In the Deadline interview, KK reiterates that she wouldn't change anything:

The lows are that you’ve got a very, very small percentage of the fan base that has enormous expectations and basically they want to continue to see pretty much the same thing. And if you’re not going to do that, then you know going in that you’re going to disappoint them. I’m not sure there’s anything you can do about that, because you can’t please everybody. All you can do is try to tell good stories and try to stick to the essence of what George created,” she said. “He embedded incredible values into Star Wars… the whole idea of hope and fun and entertainment."

But does anybody care anymore? This isn't even a twinkle in culture war discourse, KiA's response was total indifference. Despite Iger's comments a few years ago saying that "creators at Disney should entertain first, message second", I haven't seen them walk the walk. Within Star Wars itself, what immediately followed those statements was the wokest Star Wars to date, which got cancelled just one month after the finale aired due to low viewership.

Listed records -
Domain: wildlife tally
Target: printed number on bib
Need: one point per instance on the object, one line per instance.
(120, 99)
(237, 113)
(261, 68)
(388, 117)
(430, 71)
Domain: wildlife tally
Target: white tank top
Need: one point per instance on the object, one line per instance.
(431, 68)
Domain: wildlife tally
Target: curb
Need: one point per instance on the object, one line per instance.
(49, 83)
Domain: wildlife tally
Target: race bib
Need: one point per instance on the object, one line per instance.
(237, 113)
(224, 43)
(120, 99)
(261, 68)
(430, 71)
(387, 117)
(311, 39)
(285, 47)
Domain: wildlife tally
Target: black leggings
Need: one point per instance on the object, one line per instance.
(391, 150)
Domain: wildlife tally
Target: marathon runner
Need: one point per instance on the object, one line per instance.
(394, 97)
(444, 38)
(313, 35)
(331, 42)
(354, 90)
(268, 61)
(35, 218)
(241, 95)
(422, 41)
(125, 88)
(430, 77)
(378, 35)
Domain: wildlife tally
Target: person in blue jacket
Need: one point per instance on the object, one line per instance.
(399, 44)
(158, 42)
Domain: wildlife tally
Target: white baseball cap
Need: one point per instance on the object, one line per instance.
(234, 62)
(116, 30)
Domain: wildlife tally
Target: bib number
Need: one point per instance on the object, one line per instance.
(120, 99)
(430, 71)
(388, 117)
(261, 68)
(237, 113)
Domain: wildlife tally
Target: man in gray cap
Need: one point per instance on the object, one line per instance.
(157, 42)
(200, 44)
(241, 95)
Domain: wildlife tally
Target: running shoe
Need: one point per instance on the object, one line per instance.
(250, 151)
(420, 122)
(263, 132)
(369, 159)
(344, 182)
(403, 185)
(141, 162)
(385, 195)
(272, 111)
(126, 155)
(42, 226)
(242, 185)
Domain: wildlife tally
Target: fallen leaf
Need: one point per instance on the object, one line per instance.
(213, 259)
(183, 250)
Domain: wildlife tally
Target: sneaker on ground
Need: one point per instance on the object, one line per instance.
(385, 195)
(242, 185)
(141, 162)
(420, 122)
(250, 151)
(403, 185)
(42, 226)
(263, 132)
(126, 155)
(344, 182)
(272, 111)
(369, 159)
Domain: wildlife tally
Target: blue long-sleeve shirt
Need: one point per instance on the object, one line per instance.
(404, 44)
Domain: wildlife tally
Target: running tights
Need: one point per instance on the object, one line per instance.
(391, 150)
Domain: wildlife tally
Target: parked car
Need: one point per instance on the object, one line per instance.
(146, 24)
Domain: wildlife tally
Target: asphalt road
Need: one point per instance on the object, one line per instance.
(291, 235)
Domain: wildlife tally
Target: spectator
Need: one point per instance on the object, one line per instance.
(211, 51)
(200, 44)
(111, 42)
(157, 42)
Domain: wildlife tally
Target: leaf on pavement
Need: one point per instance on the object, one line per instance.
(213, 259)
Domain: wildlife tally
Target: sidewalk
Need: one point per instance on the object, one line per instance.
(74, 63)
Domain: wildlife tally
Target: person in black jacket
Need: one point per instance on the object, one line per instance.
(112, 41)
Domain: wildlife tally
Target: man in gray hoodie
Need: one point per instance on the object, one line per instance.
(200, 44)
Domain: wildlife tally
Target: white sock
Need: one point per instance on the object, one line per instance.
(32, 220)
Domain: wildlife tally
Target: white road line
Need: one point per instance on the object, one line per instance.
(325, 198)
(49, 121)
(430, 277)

Short problem 1 -
Reproduce the Star Wars passage above word for word, everything from "But does anybody" down to "to low viewership.".
Short problem 2 -
List every person the Star Wars passage names.

Task output 1 -
But does anybody care anymore? This isn't even a twinkle in culture war discourse, KiA's response was total indifference. Despite Iger's comments a few years ago saying that "creators at Disney should entertain first, message second", I haven't seen them walk the walk. Within Star Wars itself, what immediately followed those statements was the wokest Star Wars to date, which got cancelled just one month after the finale aired due to low viewership.

Task output 2 -
KK, George, Iger